Exercise directions: Starting at the line that holds "Target: dried corn husk", copy every line exactly through the end of the data, and no others.

Raw data:
● ● ● ●
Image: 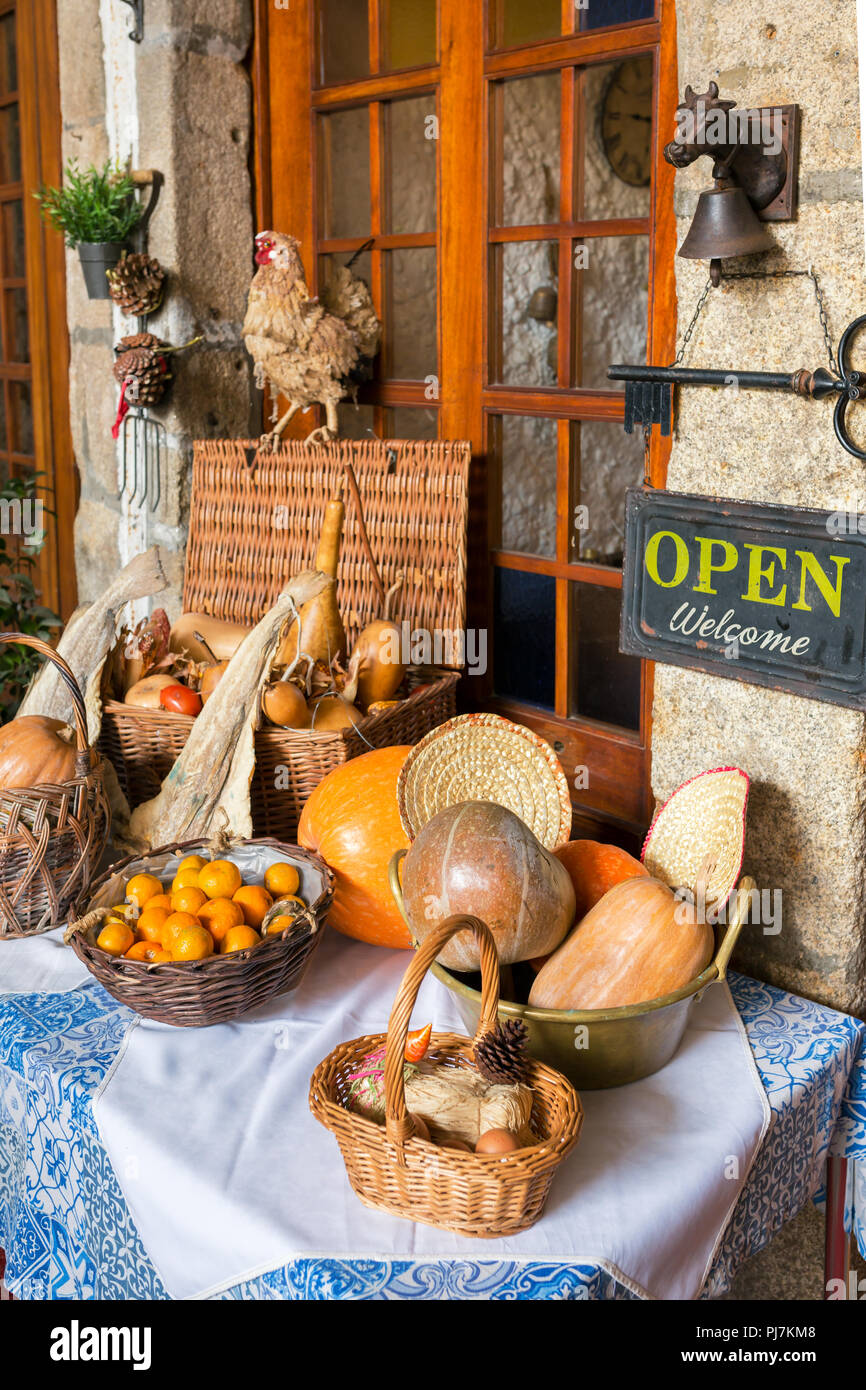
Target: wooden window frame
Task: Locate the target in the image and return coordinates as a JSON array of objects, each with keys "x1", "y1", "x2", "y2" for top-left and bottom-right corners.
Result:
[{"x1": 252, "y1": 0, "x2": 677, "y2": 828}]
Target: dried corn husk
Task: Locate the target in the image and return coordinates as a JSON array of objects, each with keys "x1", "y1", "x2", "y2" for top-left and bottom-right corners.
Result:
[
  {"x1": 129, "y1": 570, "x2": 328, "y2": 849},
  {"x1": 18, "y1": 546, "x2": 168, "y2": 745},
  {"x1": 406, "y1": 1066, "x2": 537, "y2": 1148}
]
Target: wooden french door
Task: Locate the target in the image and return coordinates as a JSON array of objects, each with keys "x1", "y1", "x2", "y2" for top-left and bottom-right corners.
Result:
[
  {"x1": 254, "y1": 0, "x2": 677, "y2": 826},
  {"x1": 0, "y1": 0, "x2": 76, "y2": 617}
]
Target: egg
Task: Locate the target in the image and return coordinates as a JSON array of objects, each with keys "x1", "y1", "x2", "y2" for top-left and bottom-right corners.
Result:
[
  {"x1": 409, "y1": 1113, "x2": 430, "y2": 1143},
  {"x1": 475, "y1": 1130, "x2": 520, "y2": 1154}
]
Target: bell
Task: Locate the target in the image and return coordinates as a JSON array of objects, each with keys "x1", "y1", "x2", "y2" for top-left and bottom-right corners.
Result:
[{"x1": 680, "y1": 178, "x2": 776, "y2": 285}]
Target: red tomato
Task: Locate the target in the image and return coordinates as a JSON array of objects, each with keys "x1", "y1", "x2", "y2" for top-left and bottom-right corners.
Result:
● ● ● ●
Solution to the problem:
Target: dried corn husk
Task: Locate the target in the image and return coordinates as a JSON array of objects, each with keys "x1", "y1", "x2", "y2" for top-left and bottom-right corners.
Result:
[
  {"x1": 129, "y1": 570, "x2": 328, "y2": 849},
  {"x1": 18, "y1": 546, "x2": 168, "y2": 745},
  {"x1": 406, "y1": 1066, "x2": 537, "y2": 1148}
]
Target: wooden french door
Task: Locate the target in the image and return coordinates as a JSON array of objects, each with keys "x1", "y1", "x2", "y2" for top-left and bottom-right corners.
Result:
[
  {"x1": 254, "y1": 0, "x2": 677, "y2": 826},
  {"x1": 0, "y1": 0, "x2": 76, "y2": 617}
]
Target: egg
Task: Locate the target in the image and return coordinates as a JSON array of objects, each with keys "x1", "y1", "x2", "y2" for top-left and bottom-right corners.
Result:
[
  {"x1": 409, "y1": 1113, "x2": 430, "y2": 1143},
  {"x1": 475, "y1": 1130, "x2": 520, "y2": 1154}
]
Target: bell
Task: Locate the target in the image and return coordinates as a JSON array of objects, each with keys "x1", "y1", "x2", "y2" for top-left and bottom-right corners.
Result:
[{"x1": 680, "y1": 178, "x2": 776, "y2": 285}]
Target: red tomato
Task: Locate the target in the image and return coordinates as a JSON array of objects, each with keys "x1", "y1", "x2", "y2" for top-left and bottom-right corners.
Result:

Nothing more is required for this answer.